◆ Data records

● ● ● ● ● ● ●

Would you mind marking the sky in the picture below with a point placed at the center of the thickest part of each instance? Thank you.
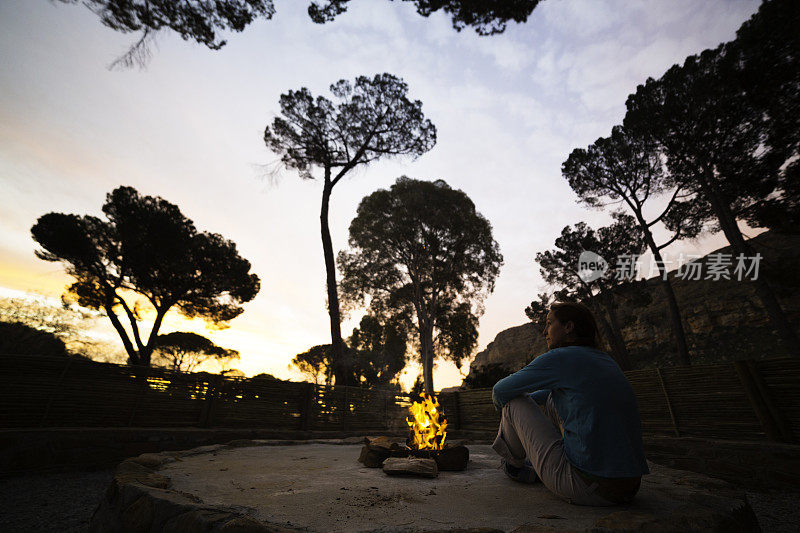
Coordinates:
(189, 127)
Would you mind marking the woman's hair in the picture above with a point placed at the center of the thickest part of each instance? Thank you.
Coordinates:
(585, 326)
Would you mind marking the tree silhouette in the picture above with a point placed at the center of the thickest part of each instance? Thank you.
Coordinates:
(373, 119)
(560, 268)
(185, 351)
(764, 57)
(197, 20)
(200, 20)
(149, 248)
(487, 17)
(718, 148)
(628, 169)
(422, 255)
(378, 350)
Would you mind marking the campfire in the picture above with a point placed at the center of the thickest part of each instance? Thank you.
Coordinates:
(428, 430)
(424, 452)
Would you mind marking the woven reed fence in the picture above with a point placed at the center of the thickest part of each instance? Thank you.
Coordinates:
(743, 400)
(37, 391)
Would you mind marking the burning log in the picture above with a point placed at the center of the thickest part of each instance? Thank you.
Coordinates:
(410, 466)
(449, 458)
(426, 441)
(377, 450)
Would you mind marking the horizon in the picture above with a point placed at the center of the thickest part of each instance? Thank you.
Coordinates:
(188, 129)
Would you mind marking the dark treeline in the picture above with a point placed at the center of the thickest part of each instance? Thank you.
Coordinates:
(718, 139)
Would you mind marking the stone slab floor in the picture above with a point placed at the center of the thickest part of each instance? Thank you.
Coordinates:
(65, 501)
(323, 488)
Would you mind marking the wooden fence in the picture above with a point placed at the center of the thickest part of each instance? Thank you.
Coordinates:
(743, 400)
(37, 391)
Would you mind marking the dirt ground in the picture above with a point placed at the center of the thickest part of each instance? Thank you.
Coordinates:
(65, 501)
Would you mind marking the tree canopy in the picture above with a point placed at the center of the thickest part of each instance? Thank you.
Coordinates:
(422, 255)
(146, 248)
(628, 169)
(487, 17)
(725, 121)
(560, 268)
(372, 119)
(202, 20)
(185, 351)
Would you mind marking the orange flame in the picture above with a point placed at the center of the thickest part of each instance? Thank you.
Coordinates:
(425, 422)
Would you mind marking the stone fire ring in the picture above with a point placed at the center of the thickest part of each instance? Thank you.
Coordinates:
(260, 486)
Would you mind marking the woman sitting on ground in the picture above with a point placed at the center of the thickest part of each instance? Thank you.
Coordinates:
(579, 431)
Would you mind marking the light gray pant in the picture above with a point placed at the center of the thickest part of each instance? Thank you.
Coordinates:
(525, 431)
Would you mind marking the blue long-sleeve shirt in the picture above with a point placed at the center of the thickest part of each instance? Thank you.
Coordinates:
(602, 428)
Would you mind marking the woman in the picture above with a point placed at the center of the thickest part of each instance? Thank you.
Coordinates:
(585, 441)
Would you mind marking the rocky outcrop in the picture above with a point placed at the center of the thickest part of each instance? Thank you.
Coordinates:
(723, 319)
(512, 348)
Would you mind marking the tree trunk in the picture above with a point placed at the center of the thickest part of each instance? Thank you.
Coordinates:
(145, 352)
(426, 343)
(674, 311)
(786, 333)
(340, 370)
(133, 355)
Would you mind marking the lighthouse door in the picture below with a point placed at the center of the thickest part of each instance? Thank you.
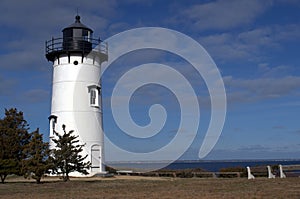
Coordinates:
(96, 158)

● ● ● ● ● ● ●

Each entry above is to be given again exactly, and any image in it is to be dropped.

◆ EXERCISE OUTPUT
Would you mind marking the sky in the picture below with a point placed at the center of the thickest part of each instance? Thank you.
Coordinates:
(189, 127)
Would you mind marking the woman's hair in the picture above with a point placed at the center of the thickest part of each instance? Thank you.
Coordinates:
(585, 326)
Would you mind marking the tree silhouette in the picture above with a point placed at the center of the thickest part of each instance? Thank you.
Coordinates:
(373, 119)
(560, 268)
(185, 351)
(764, 57)
(197, 20)
(200, 20)
(149, 248)
(487, 17)
(718, 148)
(628, 169)
(422, 255)
(378, 350)
Would you mind marking the campfire in the picture above with a point placed at the center of the thickest part of each instance? Thank you.
Coordinates:
(428, 430)
(424, 452)
Would you mind marking the woven reed fence in the picture above with a point placed at the center of the thickest part of each instance? Thank you.
Coordinates:
(743, 400)
(37, 391)
Would you mind marking the burning log in the picture above with a point placed at the center of the thickest part of each instance? Thank you.
Coordinates:
(410, 466)
(449, 458)
(426, 441)
(377, 450)
Would you mind marking the horizon in the picture above with a point placed at the center of the thickest part of each instance? Thank you.
Coordinates:
(188, 129)
Would you mind marking the dark treeline in the picture above with a point placed at the center of the thickest part of each instance? Thank you.
Coordinates:
(718, 139)
Would you mind marking the stone slab floor in the picture above with a point placed at the center of the thickest part of each instance? Thank you.
Coordinates:
(65, 501)
(323, 488)
Would you mind marking the wooden fence in the picture above with a point placed at the center of the thickest part of each instance? Thank you.
Coordinates:
(743, 400)
(37, 391)
Would you mind marking the dirt ground in the picture above with a point placed at the center of the thickest part of each instance? Thank you.
Coordinates:
(65, 501)
Would you mind marking the tree canopy in the picture above with a point placed at the center of the thickest part of each instance? Thank you.
Coordinates:
(422, 255)
(146, 248)
(628, 169)
(487, 17)
(725, 121)
(560, 268)
(372, 119)
(202, 20)
(185, 351)
Would you mind marking the orange flame in the picture above with a point placed at the center of the thickest part of each instance? Thank you.
Coordinates:
(425, 422)
Would you mind marking the stone fire ring in the picture above with a point placed at the center of the thickest part of each instance? Thank you.
Coordinates:
(260, 486)
Would you mind marking the woman sitting on ground in the picture above with a point placed at the center of the thickest part of each instance? Thank you.
Coordinates:
(579, 431)
Would you mind marking the light gray pant in the picture above with a point placed at the center of the thickest part of each instance? Thank you.
Coordinates:
(525, 431)
Would you mind marking the blue long-sleeve shirt in the picture above with a point placed at the center of the thickest part of each instance? Thank you.
Coordinates:
(602, 428)
Would you mind marking the woman in the picture above with a point placed at the center of the thickest part of each instance? Thank you.
Coordinates:
(585, 441)
Would you mind marking the rocky outcrop in the picture above with a point placed at the center of the thickest part of each instance? Thank you.
Coordinates:
(723, 319)
(512, 348)
Would you mind marking the tree trunk in the picture above with a point placed at the center of the thickest part of each instance? Thank you.
Coordinates:
(145, 352)
(426, 343)
(674, 311)
(786, 333)
(340, 370)
(133, 355)
Would you mind marking the lighthouse door in the picture below with a point placed at the center of the thickest part of each instance? Thank you.
Coordinates:
(96, 158)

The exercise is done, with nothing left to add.